» **OBJECTIVE**:
Return each line of the material below that contains the word "misty". Uppercase and lowercase letters must match.
___ RECORDS PROVIDED
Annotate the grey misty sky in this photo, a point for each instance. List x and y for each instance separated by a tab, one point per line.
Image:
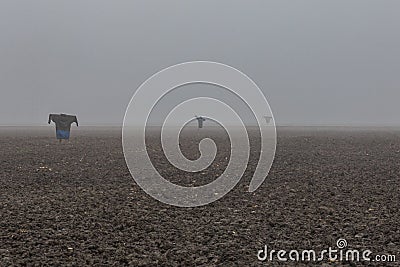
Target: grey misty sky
318	62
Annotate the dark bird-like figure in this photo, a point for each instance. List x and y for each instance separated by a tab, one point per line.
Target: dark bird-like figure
200	121
63	124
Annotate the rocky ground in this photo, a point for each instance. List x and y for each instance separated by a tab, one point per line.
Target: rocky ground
75	203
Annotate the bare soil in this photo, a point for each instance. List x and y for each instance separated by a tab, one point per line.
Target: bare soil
75	203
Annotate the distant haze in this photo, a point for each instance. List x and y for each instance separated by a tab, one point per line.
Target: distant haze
318	62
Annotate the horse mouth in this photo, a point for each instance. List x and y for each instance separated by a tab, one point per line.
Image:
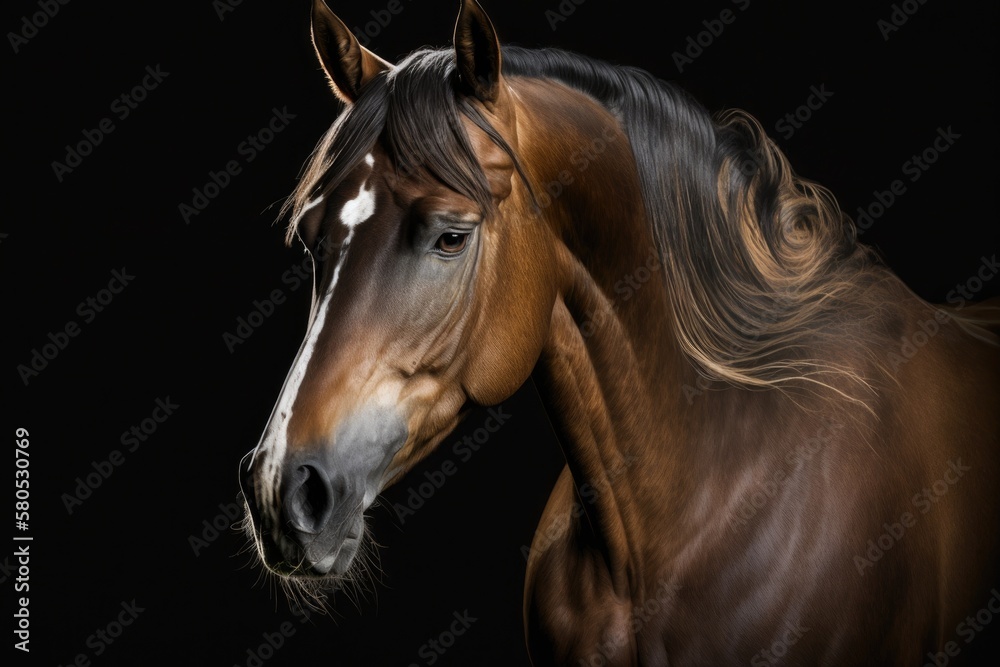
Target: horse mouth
326	554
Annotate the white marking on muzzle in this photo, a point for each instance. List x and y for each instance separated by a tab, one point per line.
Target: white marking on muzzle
274	444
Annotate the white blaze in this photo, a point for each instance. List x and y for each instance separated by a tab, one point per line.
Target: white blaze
275	441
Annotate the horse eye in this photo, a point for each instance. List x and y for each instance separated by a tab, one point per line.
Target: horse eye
452	242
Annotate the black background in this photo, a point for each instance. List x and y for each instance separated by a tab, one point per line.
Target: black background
162	335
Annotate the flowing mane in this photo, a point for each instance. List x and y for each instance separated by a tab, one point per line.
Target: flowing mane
759	263
459	270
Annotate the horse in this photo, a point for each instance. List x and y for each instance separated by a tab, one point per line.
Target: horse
775	450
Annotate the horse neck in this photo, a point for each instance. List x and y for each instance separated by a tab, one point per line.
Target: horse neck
610	374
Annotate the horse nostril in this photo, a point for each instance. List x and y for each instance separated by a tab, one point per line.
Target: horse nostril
309	499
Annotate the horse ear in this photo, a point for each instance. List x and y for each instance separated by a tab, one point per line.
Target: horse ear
348	64
478	52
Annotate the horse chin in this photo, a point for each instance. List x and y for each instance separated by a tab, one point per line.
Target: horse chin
328	559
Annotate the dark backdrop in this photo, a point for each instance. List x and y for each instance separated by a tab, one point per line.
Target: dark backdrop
212	74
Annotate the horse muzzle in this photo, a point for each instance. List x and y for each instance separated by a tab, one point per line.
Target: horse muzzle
307	509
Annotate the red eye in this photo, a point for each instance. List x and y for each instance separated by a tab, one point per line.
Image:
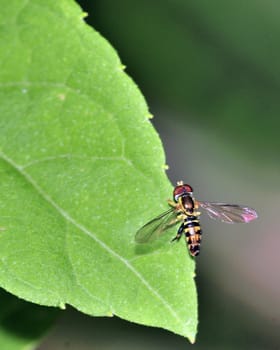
______
» **OUTPUT FOR THIS EXERCISE**:
Annotate the grey misty sky in this photo, a point for each instance. List x and y for each instance separated by a tab, one point per line.
Target: grey misty sky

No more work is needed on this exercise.